I don't even know who [livejournal.com profile] mavjop is.

I will be very, very surprised if anyone gets #6, and very impressed, as well.

Date: 2005-04-26 10:38 pm (UTC)
From: [identity profile] doc-mystery.livejournal.com


? Mission of Gravity, by Hal Clement?

::B::

Date: 2005-04-27 05:28 am (UTC)
From: [identity profile] athelind.livejournal.com
We have a winner!

Though if you consulted Google on it, I will be very very disappointed. =(

Date: 2005-04-28 12:13 am (UTC)
From: [identity profile] doc-mystery.livejournal.com
I wrote an essay about it for A&E which appeared in the March 2004 submission. I've cut and pasted it below (two parts because of LJ's restriction).

::B::


Vintage Book Recommendation :
Hal Clement’s “Mission of Gravity”

While I was away in BC, I picked up a used paperback copy of “Mission of Gravity”, a book I have heard vaguely good things about but have never read before. The cover, which showed some bug-like things crawling over an artificial structure was one I had seen often before and had, well, always turned me off. For some reason, when I picked this up this time and opened to the first page, I read it, then the second, and before I knew it, I had finished the first chapter. I bought it, took it home, and had a thoroughly good time reading this work of SF penned fifty years earlier, in 1953, where it was serialized in an SF magazine.

The book is set on the planet Mesklin, a giant world shaped somewhat like a fried egg yolk, whose gravity is so massive that even at the extremely rapidly moving equator (the world rotates in about 15 minutes!), gravity is 3 Gs, and at the poles, it’s many hundreds of Gs! The world is also ringed at the edges, with several moons (see vintage cover image below, a much better piece of cover art than the paperback I have). Life in this world is based on hydrogen and methane, and must adapt to the incredible extremes of gravity found of the surface of their unusual planet. Despite these extremes, intelligent life has managed to develop on Mesklin.

INPUT ROWS:
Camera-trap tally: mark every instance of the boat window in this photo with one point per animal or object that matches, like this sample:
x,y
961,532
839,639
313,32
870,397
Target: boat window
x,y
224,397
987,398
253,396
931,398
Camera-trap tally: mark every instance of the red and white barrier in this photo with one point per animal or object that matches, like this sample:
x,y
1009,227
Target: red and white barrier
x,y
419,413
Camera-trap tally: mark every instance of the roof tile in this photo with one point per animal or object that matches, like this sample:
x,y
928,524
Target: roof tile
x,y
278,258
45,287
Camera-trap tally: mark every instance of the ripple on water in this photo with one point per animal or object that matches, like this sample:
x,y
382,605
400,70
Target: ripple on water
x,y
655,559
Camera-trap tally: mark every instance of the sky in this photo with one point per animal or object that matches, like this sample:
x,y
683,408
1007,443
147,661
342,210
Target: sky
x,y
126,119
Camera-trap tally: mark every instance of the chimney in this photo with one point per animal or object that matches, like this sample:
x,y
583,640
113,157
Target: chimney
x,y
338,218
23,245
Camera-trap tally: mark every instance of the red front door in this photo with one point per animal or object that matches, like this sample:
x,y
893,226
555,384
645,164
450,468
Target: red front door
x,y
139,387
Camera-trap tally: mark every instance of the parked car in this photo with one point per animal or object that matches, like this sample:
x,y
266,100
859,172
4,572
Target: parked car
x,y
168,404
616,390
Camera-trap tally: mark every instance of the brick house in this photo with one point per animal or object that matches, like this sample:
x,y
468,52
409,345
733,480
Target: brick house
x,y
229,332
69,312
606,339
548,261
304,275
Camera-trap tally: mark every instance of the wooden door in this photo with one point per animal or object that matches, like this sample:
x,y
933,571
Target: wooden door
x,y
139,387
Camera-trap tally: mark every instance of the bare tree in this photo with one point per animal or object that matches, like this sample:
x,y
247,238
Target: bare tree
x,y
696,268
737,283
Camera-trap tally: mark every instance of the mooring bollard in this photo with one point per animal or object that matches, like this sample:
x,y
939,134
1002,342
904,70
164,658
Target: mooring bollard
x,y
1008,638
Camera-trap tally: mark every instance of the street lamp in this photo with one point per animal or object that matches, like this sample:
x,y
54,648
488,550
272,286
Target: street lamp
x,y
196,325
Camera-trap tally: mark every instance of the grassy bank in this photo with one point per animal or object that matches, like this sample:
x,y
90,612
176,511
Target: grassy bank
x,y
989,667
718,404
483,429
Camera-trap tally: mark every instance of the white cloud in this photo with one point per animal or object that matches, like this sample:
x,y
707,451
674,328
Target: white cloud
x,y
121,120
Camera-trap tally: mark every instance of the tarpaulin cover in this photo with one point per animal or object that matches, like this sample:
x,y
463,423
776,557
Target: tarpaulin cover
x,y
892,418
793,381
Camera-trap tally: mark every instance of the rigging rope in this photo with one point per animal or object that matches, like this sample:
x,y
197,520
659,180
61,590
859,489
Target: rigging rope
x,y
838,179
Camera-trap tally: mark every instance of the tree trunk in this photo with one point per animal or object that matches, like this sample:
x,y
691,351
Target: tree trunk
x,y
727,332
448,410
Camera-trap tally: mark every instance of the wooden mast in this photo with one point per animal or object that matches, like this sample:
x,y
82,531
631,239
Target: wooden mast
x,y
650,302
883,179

TASK LIST:
1. According to the book recommendation, how long does the planet Mesklin take to rotate?
2. In the listing, start at the line containing "Camera-trap tally: mark every instance of the tarpaulin" and go on through the end of the listing. Reproduce those lines with "rigging rope" replaced by "mooring line" and nothing else altered.

RESULTS:
1. About 15 minutes.

2.
Camera-trap tally: mark every instance of the tarpaulin cover in this photo with one point per animal or object that matches, like this sample:
x,y
463,423
776,557
Target: tarpaulin cover
x,y
892,418
793,381
Camera-trap tally: mark every instance of the mooring line in this photo with one point per animal or object that matches, like this sample:
x,y
197,520
659,180
61,590
859,489
Target: mooring line
x,y
838,179
Camera-trap tally: mark every instance of the tree trunk in this photo with one point per animal or object that matches, like this sample:
x,y
691,351
Target: tree trunk
x,y
727,332
448,410
Camera-trap tally: mark every instance of the wooden mast in this photo with one point per animal or object that matches, like this sample:
x,y
82,531
631,239
Target: wooden mast
x,y
650,302
883,179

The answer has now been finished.